• **Dataset records**:
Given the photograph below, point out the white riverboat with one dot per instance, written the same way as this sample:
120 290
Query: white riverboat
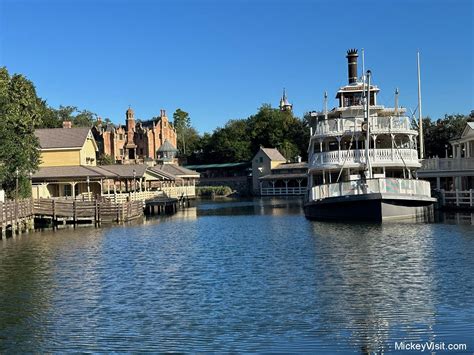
363 158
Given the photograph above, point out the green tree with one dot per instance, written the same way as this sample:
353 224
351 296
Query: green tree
230 143
437 134
105 159
281 129
21 112
182 124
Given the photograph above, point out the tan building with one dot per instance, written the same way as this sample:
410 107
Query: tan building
137 141
67 146
263 162
456 173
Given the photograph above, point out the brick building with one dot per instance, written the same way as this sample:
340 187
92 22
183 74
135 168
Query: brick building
137 141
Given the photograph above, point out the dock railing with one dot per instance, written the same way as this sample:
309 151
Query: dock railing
282 191
120 197
457 198
380 185
96 210
14 212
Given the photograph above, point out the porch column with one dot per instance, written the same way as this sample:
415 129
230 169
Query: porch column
339 148
374 137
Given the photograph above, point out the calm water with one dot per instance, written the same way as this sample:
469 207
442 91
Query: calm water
237 276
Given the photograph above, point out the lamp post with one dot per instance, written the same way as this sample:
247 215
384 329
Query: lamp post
88 189
17 172
134 181
31 182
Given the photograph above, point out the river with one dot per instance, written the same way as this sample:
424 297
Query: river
237 276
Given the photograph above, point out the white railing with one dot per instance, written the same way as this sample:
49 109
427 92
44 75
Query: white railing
282 191
377 124
457 198
382 185
121 197
357 156
447 164
179 191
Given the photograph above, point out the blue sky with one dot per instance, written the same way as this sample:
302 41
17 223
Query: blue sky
221 60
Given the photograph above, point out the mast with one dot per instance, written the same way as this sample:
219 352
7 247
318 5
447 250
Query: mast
420 116
325 105
396 101
367 139
363 67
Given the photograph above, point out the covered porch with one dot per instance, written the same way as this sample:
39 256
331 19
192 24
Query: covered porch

• **Work request**:
Your task is to copy each line from the material above that includes the word "covered".

• **Written answer**:
Given the photograph above, point out the covered porch with one dot per instance, written the same way as this sample:
Query: covered porch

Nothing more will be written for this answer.